--- begin ---
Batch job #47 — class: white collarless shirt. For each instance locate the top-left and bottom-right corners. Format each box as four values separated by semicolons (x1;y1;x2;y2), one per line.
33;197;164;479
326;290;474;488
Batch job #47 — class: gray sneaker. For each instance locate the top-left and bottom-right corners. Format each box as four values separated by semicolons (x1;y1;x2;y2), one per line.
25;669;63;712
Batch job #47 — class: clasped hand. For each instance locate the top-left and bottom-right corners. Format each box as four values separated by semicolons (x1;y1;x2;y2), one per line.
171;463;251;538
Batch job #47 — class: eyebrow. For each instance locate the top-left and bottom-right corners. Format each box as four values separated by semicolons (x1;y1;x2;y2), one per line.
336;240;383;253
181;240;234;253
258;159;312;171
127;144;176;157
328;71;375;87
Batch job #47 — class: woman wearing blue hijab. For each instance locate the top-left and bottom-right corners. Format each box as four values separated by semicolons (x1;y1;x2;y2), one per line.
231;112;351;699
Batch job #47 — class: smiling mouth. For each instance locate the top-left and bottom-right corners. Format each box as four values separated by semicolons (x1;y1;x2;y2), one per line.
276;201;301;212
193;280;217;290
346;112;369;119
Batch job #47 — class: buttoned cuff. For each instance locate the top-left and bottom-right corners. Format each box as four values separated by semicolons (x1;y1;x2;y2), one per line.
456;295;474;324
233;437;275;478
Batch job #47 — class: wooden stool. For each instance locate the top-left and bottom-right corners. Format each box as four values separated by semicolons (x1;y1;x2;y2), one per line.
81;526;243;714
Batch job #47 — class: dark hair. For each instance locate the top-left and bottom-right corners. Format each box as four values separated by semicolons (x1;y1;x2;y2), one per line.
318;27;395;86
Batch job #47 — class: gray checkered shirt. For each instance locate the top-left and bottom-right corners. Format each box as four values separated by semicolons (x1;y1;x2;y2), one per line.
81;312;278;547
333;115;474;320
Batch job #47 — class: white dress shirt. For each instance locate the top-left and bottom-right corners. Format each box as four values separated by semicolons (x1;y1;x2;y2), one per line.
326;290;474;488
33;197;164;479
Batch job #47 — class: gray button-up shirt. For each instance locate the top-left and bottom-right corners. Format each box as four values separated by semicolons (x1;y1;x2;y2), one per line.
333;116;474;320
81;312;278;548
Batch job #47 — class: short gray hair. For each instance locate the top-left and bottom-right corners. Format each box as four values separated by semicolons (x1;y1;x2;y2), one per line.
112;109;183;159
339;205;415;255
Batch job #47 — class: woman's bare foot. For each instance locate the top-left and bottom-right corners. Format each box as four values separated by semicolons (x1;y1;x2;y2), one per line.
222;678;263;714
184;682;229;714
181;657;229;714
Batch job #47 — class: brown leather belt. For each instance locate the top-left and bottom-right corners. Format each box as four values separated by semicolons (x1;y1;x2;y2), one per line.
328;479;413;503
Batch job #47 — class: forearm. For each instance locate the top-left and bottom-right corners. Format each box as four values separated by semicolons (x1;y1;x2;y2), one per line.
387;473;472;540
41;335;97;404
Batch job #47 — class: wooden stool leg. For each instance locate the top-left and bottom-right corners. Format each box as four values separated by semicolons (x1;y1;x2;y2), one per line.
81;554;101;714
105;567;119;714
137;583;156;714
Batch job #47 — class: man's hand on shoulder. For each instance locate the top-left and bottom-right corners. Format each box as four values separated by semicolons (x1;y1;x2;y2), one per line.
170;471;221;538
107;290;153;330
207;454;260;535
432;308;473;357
--- end ---
_Required work:_
Please find each line in the material above that contains the string "gray" and copy those lines out in full. Case counts.

_Task output:_
Batch job #47 — class: gray sneaker. For each instance locate the top-left and bottom-right corners. Format each box as four values separated by semicolons (x1;y1;x2;y2), one per line.
Batch job #47 — class: gray checkered shirt. For each instance locate the top-left and bottom-right corners. Format each box as four values separated by semicolons (x1;y1;x2;y2), one per line.
Batch job #47 — class: gray button-up shirt. For each instance locate the top-left and bottom-right corners. Format each box as four values separated by semicolons (x1;y1;x2;y2), one per line.
Batch job #47 — class: short gray hair. For each instance locate the top-left and bottom-right corners. Format each box as four values separated by semicolons (x1;y1;x2;y2), one per line.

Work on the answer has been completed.